Task brief:
Repeat every item below word for word, leaving the pictures out of your answer.

Provided records:
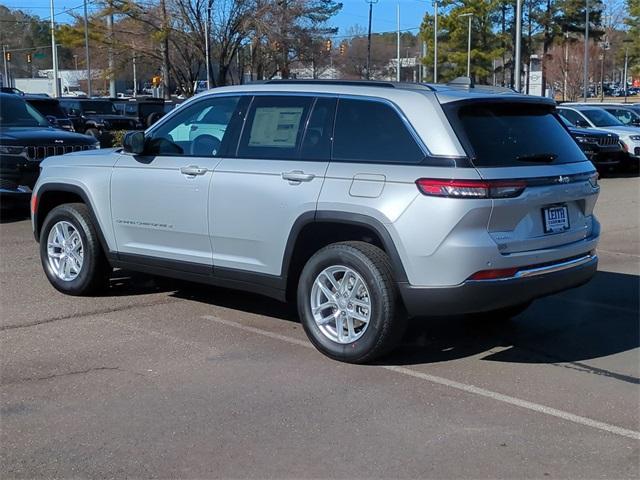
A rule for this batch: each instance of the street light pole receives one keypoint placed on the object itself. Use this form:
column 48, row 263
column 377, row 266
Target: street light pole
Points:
column 370, row 2
column 469, row 16
column 435, row 41
column 518, row 59
column 586, row 53
column 54, row 53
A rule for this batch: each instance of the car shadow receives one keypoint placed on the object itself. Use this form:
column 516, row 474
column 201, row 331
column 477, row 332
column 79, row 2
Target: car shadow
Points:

Final answer:
A rule for this batch: each instance of the street light pole receives one keypoint placed on the object itself. Use this form:
column 48, row 263
column 377, row 266
Target: street light pole
Points:
column 370, row 2
column 469, row 16
column 435, row 41
column 518, row 59
column 586, row 53
column 54, row 53
A rule for this batch: each instance of the car shadow receives one keypoint placed on the object itself. Use this form:
column 516, row 474
column 201, row 331
column 477, row 332
column 79, row 2
Target: car shadow
Points:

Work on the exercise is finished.